#### [REQUIREMENT]
Put each line of the listing below into a JSON list of strings, one string per line, with blank lines dropped and the pictures left out.

Object point labels
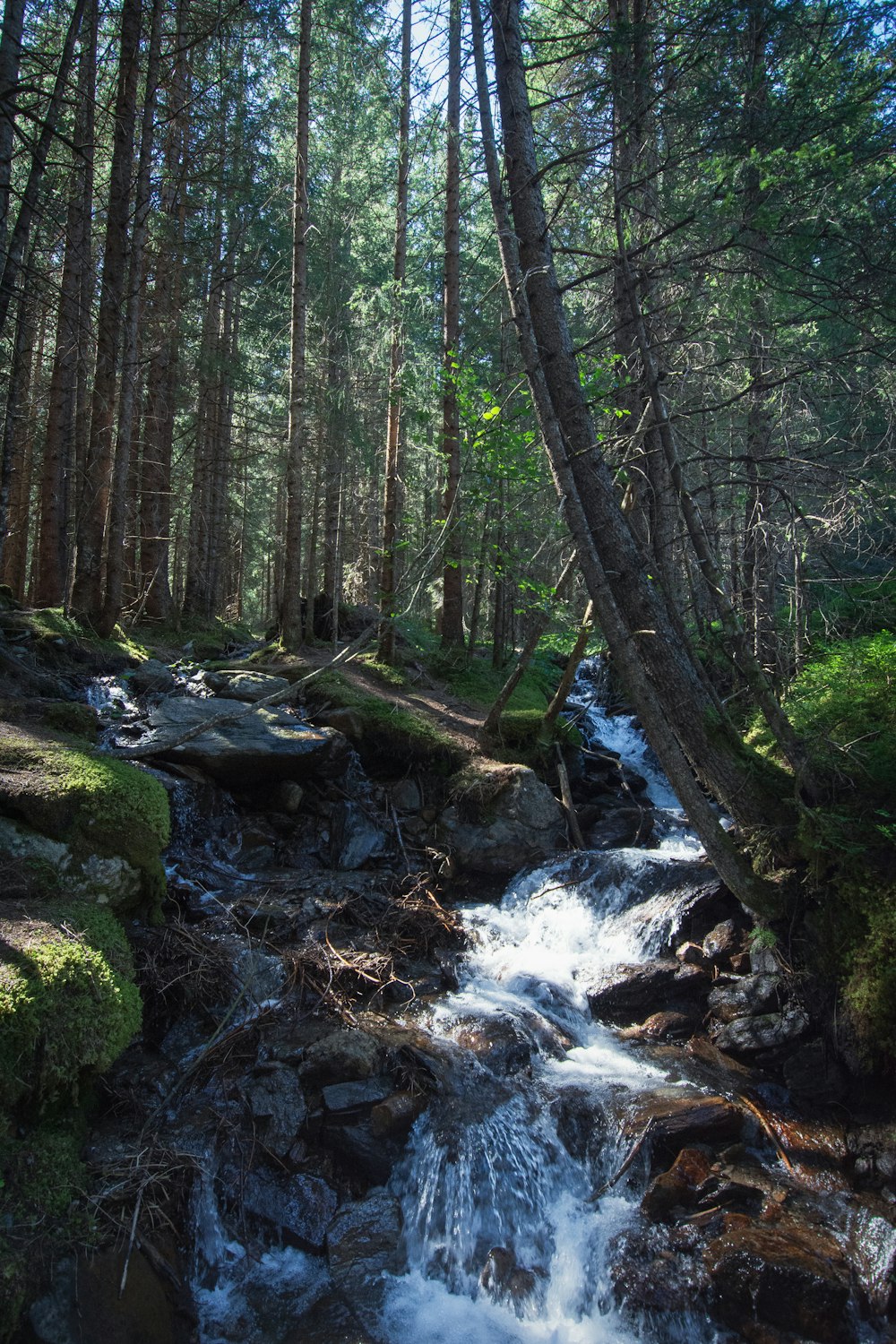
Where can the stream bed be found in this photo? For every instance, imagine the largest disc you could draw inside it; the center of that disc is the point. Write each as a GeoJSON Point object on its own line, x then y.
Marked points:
{"type": "Point", "coordinates": [528, 1201]}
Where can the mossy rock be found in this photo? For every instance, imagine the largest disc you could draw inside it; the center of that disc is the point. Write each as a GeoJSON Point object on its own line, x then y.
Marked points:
{"type": "Point", "coordinates": [91, 803]}
{"type": "Point", "coordinates": [69, 1004]}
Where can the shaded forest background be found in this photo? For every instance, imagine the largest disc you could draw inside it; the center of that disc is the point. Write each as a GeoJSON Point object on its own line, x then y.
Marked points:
{"type": "Point", "coordinates": [147, 210]}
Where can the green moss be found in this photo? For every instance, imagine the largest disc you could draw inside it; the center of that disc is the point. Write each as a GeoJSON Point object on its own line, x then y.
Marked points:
{"type": "Point", "coordinates": [69, 1004]}
{"type": "Point", "coordinates": [390, 738]}
{"type": "Point", "coordinates": [91, 801]}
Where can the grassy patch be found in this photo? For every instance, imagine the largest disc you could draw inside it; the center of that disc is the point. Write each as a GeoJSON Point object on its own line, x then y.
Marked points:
{"type": "Point", "coordinates": [69, 1004]}
{"type": "Point", "coordinates": [90, 801]}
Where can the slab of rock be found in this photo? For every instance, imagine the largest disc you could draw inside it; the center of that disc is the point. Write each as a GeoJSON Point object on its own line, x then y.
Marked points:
{"type": "Point", "coordinates": [632, 992]}
{"type": "Point", "coordinates": [745, 997]}
{"type": "Point", "coordinates": [791, 1279]}
{"type": "Point", "coordinates": [279, 1104]}
{"type": "Point", "coordinates": [261, 747]}
{"type": "Point", "coordinates": [152, 677]}
{"type": "Point", "coordinates": [245, 685]}
{"type": "Point", "coordinates": [363, 1245]}
{"type": "Point", "coordinates": [520, 823]}
{"type": "Point", "coordinates": [750, 1035]}
{"type": "Point", "coordinates": [301, 1207]}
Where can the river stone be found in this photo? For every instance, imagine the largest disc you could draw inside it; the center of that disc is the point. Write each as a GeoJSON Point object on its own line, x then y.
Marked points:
{"type": "Point", "coordinates": [629, 992]}
{"type": "Point", "coordinates": [108, 882]}
{"type": "Point", "coordinates": [263, 747]}
{"type": "Point", "coordinates": [745, 997]}
{"type": "Point", "coordinates": [793, 1279]}
{"type": "Point", "coordinates": [355, 838]}
{"type": "Point", "coordinates": [246, 685]}
{"type": "Point", "coordinates": [152, 677]}
{"type": "Point", "coordinates": [522, 823]}
{"type": "Point", "coordinates": [279, 1102]}
{"type": "Point", "coordinates": [301, 1207]}
{"type": "Point", "coordinates": [748, 1035]}
{"type": "Point", "coordinates": [365, 1242]}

#### [REPLY TO THE TASK]
[
  "Where can the stream bed be found in this photo? For every instance, imagine the largest disc you could draw inside it; the center of that disc is the point. Write each as a GeoJSON Point object on its own line, x then y.",
  "Marked points:",
  "{\"type\": \"Point\", \"coordinates\": [528, 1201]}",
  "Where can the mossy rock be found in this photo? For every instance, imagine the largest disc you could draw inside it; the center of that disc is the point. Write each as a GeoJSON Point object on its own line, x then y.",
  "Marked points:",
  "{\"type\": \"Point\", \"coordinates\": [91, 803]}",
  "{\"type\": \"Point\", \"coordinates\": [69, 1004]}",
  "Where can the shaded forest background be found in this photo? For every instance, imagine the largest disc you could draw inside it; the center of that disc is the point. Write each as a GeoJSON Point object on its own line, x then y.",
  "Marked points:",
  "{\"type\": \"Point\", \"coordinates\": [147, 210]}",
  "Where can the green moss be found in this photo? For every instance, imagine the largest disc you could draw inside it; the center of that disc is the point. Write each as a GeoJSON Point object on its own line, x then y.",
  "Marked points:",
  "{\"type\": \"Point\", \"coordinates\": [69, 1004]}",
  "{\"type\": \"Point\", \"coordinates\": [390, 738]}",
  "{\"type\": \"Point\", \"coordinates\": [91, 801]}",
  "Where can the grassy patch be found in this photo? For every instance, imagine the largest disc you could draw inside it; the center of that disc is the point. Write each as a GeoJSON Point object on its own line, x then y.",
  "Marked points:",
  "{\"type\": \"Point\", \"coordinates\": [69, 1004]}",
  "{\"type\": \"Point\", \"coordinates\": [90, 801]}",
  "Where can the slab of rock be found in this photo? For every instance, imagine the largest disc you could draw inside it; the center of that disc is the point. Write each as a GeoJSON Point object on its own line, x then y.",
  "Marked points:",
  "{\"type\": \"Point\", \"coordinates\": [632, 992]}",
  "{\"type\": \"Point\", \"coordinates\": [745, 997]}",
  "{\"type\": \"Point\", \"coordinates\": [791, 1279]}",
  "{\"type\": \"Point\", \"coordinates\": [279, 1104]}",
  "{\"type\": \"Point\", \"coordinates\": [261, 747]}",
  "{\"type\": \"Point\", \"coordinates\": [152, 677]}",
  "{\"type\": \"Point\", \"coordinates\": [245, 685]}",
  "{\"type\": \"Point\", \"coordinates\": [363, 1245]}",
  "{\"type\": \"Point\", \"coordinates\": [520, 823]}",
  "{\"type\": \"Point\", \"coordinates\": [750, 1035]}",
  "{\"type\": \"Point\", \"coordinates\": [301, 1207]}",
  "Where can the river stone be found in this photo? For every instance, imagine the largest disc you could draw inside it; the center of that disc is the point. Write each as a GeoJSON Point object on its own line, x then y.",
  "Marked points:",
  "{\"type\": \"Point\", \"coordinates\": [629, 992]}",
  "{\"type\": \"Point\", \"coordinates\": [108, 882]}",
  "{\"type\": \"Point\", \"coordinates\": [263, 747]}",
  "{\"type\": \"Point\", \"coordinates\": [745, 997]}",
  "{\"type\": \"Point\", \"coordinates\": [793, 1279]}",
  "{\"type\": \"Point\", \"coordinates\": [355, 838]}",
  "{\"type\": \"Point\", \"coordinates\": [246, 685]}",
  "{\"type\": \"Point\", \"coordinates\": [152, 677]}",
  "{\"type\": \"Point\", \"coordinates\": [522, 823]}",
  "{\"type\": \"Point\", \"coordinates\": [279, 1102]}",
  "{\"type\": \"Point\", \"coordinates\": [301, 1207]}",
  "{\"type\": \"Point\", \"coordinates\": [748, 1035]}",
  "{\"type\": \"Point\", \"coordinates\": [365, 1242]}"
]